Exercise aim: Every single entry that follows must be copied exactly.

Records excerpted from a collection:
Start of Block

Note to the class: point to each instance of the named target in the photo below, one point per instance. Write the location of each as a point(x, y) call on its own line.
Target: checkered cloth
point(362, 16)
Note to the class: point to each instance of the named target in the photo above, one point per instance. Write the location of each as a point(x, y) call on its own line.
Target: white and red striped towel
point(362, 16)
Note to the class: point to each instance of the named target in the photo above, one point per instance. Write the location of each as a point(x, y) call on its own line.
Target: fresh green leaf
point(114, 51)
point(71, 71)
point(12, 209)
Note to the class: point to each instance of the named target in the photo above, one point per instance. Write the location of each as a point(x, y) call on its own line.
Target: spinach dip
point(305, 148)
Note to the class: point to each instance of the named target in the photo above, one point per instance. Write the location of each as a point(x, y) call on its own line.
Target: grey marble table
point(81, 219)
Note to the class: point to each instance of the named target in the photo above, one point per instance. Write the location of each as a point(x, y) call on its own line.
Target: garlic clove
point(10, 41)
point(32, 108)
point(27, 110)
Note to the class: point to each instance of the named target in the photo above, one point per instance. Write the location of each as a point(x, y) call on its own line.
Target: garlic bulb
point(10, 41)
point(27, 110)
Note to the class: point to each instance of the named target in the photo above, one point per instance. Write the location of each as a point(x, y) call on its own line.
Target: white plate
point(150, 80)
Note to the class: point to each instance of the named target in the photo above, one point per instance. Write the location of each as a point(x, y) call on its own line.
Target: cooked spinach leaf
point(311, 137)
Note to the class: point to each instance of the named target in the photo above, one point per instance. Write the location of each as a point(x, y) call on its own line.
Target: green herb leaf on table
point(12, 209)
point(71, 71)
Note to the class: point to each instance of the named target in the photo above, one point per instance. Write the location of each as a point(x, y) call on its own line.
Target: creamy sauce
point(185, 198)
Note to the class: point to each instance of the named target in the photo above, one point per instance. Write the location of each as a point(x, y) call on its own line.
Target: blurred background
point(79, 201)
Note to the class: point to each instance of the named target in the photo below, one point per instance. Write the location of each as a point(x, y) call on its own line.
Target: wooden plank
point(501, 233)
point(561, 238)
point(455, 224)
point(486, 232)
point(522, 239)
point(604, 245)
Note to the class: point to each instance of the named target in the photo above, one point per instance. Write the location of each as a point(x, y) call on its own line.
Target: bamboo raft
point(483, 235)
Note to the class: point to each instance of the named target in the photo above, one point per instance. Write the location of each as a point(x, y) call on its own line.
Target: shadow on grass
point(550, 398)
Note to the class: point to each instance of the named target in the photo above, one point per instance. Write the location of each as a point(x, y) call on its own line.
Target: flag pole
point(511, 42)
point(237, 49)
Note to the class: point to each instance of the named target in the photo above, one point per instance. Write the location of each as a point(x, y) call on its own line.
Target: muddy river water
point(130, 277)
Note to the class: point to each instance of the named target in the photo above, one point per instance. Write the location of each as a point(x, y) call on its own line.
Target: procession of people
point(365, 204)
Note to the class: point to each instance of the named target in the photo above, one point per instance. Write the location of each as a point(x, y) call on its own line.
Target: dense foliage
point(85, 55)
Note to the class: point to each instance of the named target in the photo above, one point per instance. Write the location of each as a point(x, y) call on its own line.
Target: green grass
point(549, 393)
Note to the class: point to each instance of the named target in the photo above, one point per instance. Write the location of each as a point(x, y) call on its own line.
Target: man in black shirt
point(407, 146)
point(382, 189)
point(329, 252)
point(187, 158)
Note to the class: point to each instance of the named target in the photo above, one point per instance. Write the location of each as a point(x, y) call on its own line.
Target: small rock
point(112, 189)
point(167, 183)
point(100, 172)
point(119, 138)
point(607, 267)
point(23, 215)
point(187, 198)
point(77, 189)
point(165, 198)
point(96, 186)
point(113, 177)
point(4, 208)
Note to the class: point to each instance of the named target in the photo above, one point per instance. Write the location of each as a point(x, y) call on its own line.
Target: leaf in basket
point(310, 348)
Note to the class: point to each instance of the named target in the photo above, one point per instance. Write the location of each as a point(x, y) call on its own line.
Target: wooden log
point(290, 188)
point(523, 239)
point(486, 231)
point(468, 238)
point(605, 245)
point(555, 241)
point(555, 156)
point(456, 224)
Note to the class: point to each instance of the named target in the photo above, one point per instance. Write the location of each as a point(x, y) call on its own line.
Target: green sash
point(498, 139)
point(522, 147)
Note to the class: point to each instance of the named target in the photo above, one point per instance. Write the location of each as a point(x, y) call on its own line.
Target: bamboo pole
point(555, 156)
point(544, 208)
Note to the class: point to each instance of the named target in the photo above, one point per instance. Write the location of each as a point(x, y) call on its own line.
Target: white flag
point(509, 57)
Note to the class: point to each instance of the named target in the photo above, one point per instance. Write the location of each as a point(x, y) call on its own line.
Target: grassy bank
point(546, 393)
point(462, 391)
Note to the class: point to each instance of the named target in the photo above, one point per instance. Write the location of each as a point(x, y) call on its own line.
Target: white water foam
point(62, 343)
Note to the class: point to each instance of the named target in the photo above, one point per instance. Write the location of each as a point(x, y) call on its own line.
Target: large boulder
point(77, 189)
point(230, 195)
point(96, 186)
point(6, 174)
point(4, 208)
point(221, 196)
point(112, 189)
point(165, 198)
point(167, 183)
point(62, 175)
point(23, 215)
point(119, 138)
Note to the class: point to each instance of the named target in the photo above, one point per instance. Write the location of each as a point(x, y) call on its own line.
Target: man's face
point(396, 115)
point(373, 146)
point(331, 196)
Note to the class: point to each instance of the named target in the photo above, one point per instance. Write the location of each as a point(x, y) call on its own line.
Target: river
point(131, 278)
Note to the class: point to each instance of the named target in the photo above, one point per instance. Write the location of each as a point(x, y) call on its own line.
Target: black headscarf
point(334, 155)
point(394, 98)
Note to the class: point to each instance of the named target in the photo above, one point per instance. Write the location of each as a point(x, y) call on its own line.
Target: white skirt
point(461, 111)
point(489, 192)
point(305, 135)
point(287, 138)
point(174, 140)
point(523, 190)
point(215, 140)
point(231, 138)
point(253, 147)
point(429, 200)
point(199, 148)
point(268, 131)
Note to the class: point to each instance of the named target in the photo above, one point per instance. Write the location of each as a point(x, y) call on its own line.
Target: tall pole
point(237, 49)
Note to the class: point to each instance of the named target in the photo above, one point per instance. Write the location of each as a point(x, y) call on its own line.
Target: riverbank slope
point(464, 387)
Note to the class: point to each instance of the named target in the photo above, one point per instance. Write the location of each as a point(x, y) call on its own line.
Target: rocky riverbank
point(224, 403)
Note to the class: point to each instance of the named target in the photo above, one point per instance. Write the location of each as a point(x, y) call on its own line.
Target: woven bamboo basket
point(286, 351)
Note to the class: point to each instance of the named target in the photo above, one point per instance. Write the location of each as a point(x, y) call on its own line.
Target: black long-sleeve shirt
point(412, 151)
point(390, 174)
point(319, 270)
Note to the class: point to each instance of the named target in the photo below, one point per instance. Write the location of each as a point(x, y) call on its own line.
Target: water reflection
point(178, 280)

End of Block

Exercise answer:
Note to the class: point to each instance of the named target in the photo below, one point per instance. Write the location of each as a point(x, y) call on its own line.
Target: checkered cloth
point(362, 16)
Note to the class: point to each instance of the named target in the photo above, one point per instance. Write the location of each as a point(x, y) call on its own line.
Target: white and red striped towel
point(362, 16)
Note to the class: point to each instance of the named target in the photo above, one point per instance. Write the location of each as a point(x, y) call on its own line.
Target: fresh green leaf
point(114, 51)
point(71, 71)
point(12, 209)
Note to the class: point to each instance of the named target in the photo above, one point per instance. Write the location of each as a point(x, y) call on its own line.
Target: spinach dip
point(305, 148)
Note to the class: point to each instance of the named target in the photo above, one point per instance. Write the location of each as a point(x, y) call on its own line.
Target: grey marble table
point(81, 219)
Note to the class: point to each instance of the named target in the photo above, one point per instance. Write the location of each as a point(x, y) call on its own line.
Target: garlic clove
point(10, 41)
point(32, 108)
point(27, 110)
Note to the class: point to each instance of the named target in the photo above, one point per instance. Write the location of each as a point(x, y) call on its own line.
Target: garlic bulb
point(10, 41)
point(27, 110)
Note to the class: point to each instance of the named target in the photo above, one point per instance. Write the location of each as a point(x, y) call on its own line.
Target: white plate
point(150, 80)
Note to the class: point to each instance of the named target in the photo above, one point per instance. Write the location of each as a point(x, y) call on its own line.
Target: cooked spinach leaf
point(311, 137)
Note to the class: point to each instance of the named target in the photo above, one point per instance. Write the location of each as a point(x, y) call on its own line.
Target: green herb leaf on table
point(12, 209)
point(71, 71)
Note to the class: point to each instance of the named target in the photo above, one point per instance. Write the location of each as a point(x, y) call on its own line.
Target: creamy sauce
point(185, 198)
Note to the class: point to each instance of the named target in the photo above, one point per instance. Write the location of each as a point(x, y) call on its own line.
Target: blurred background
point(79, 201)
Note to the class: point to each instance of the named target in the photo below, one point per instance. Write the location of each as a point(x, y) call on its own line.
Target: wooden plank
point(501, 233)
point(561, 238)
point(455, 224)
point(486, 232)
point(522, 239)
point(604, 245)
Note to the class: point to each instance of the named target in the photo above, one point per instance. Write the location of each as a point(x, y) call on its own line.
Target: bamboo raft
point(483, 235)
Note to the class: point to each instance of the named target in the photo above, one point per instance. Write the location of each as a point(x, y) call on its own line.
Target: shadow on grass
point(550, 398)
Note to the class: point to each instance of the named target in the photo above, one point per instance. Write the location of each as a point(x, y) call on its own line.
Target: flag pole
point(511, 42)
point(237, 49)
Note to the class: point to each instance of the named target in the photo above, one point per instance. Write the location of each as a point(x, y) call on its own line.
Target: muddy river water
point(130, 277)
Note to the class: point to each instance of the named target in the photo above, one point per instance. Write the location of each as a point(x, y) call on its own line.
Target: procession of people
point(365, 204)
Note to the class: point to each instance of the named target in the photo above, one point per instance. Write the location of each as a point(x, y) call on its own line.
Target: dense foliage
point(85, 55)
Note to the class: point to each instance of the named target in the photo above, one point per instance. Write the location of each as a point(x, y) call on its own line.
Target: green grass
point(549, 393)
Note to the class: point to each instance of the named target in the photo above, one point per instance. Write the location of each as a point(x, y) call on its own line.
Target: man in black shirt
point(407, 146)
point(382, 189)
point(329, 252)
point(187, 158)
Note to the class: point to each instance of the named target in the photo above, one point per instance. Write the location of each as a point(x, y) call on its own line.
Target: small rock
point(112, 189)
point(167, 183)
point(100, 172)
point(119, 138)
point(607, 267)
point(23, 215)
point(187, 198)
point(77, 189)
point(165, 198)
point(96, 186)
point(113, 177)
point(4, 208)
Note to the class: point to each instance of the named target in the photo above, one point per instance. Write the location of each as a point(x, y) call on its own line.
Target: leaf in basket
point(310, 348)
Note to the class: point to each instance of the named target in the photo above, one point per instance. Write the location of each as a point(x, y) call on its own line.
Target: wooden log
point(290, 188)
point(523, 239)
point(486, 231)
point(468, 238)
point(605, 245)
point(555, 241)
point(555, 156)
point(456, 224)
Note to the class: point to each instance of the named target in the photo above, one point per instance. Write the location of each as a point(x, y) call on its own line.
Target: green sash
point(498, 139)
point(522, 147)
Note to the class: point to each instance of the named target in the photo above, one point per instance. Write the location of each as a point(x, y) call on its own line.
Target: bamboo pole
point(555, 156)
point(544, 208)
Note to the class: point to each instance of the named target in the photo above, one point per instance. Write the location of each as a point(x, y) call on its own line.
Target: white flag
point(509, 57)
Note to the class: point to each instance of the named target in the photo above, one point per instance. Write the location of each as a point(x, y) call on its own line.
Target: grassy bank
point(546, 393)
point(462, 391)
Note to the class: point to each instance of the named target in the photo above, one point per instance. Write the location of each as a point(x, y) call on its own line.
Target: white water foam
point(62, 343)
Note to the class: point to each instance of the named target in the photo above, one point per instance. Write the location of each as a point(x, y) call on its own line.
Target: large boulder
point(77, 189)
point(230, 195)
point(96, 186)
point(6, 174)
point(4, 208)
point(221, 196)
point(112, 189)
point(165, 198)
point(167, 183)
point(62, 175)
point(23, 215)
point(119, 138)
Note to the class: point to each instance of the named target in the photo above, one point per instance. Write the location of each as a point(x, y) call on its own line.
Target: man's face
point(396, 115)
point(373, 146)
point(331, 196)
Note to the class: point to each instance of the named target in the photo above, one point per instance. Write the location of each as a point(x, y) call on its own line.
Target: river
point(131, 278)
Note to the class: point to each instance of the named target in the photo above, one point per instance. Write the location of each as a point(x, y) call on its own line.
Target: black headscarf
point(334, 155)
point(394, 98)
Note to the class: point to each instance of the named target in the photo above, one point per instance. Write the location of each as a point(x, y) call on its own line.
Target: white skirt
point(461, 111)
point(489, 192)
point(305, 135)
point(287, 138)
point(174, 140)
point(523, 190)
point(215, 140)
point(231, 138)
point(253, 147)
point(429, 200)
point(199, 148)
point(268, 131)
Note to the class: point to each instance of the named target in the photo above, one point per instance. Write the location of each as a point(x, y) call on its own line.
Target: tall pole
point(237, 49)
Note to the class: point to each instance of the named target in the photo above, one point per instance. Write the location of each as a point(x, y) call on its own line.
Target: riverbank slope
point(464, 387)
Note to the class: point to each instance of the named target in the photo above, one point per instance. Write the location of each as a point(x, y) call on its own line.
Target: rocky riverbank
point(224, 403)
Note to the class: point to each instance of the named target in the photo above, one point per instance. Write the location of each as a point(x, y) call on its own line.
Target: woven bamboo basket
point(286, 351)
Note to the class: point to each instance of the named target in the photo above, one point per instance. Write the location of each as a point(x, y) call on its own line.
Target: black long-sleeve shirt
point(412, 151)
point(390, 174)
point(319, 270)
Note to the class: point to each instance of the named target in the photo below, one point per instance. Write the location of each as a point(x, y) call on its own line.
Target: water reflection
point(178, 280)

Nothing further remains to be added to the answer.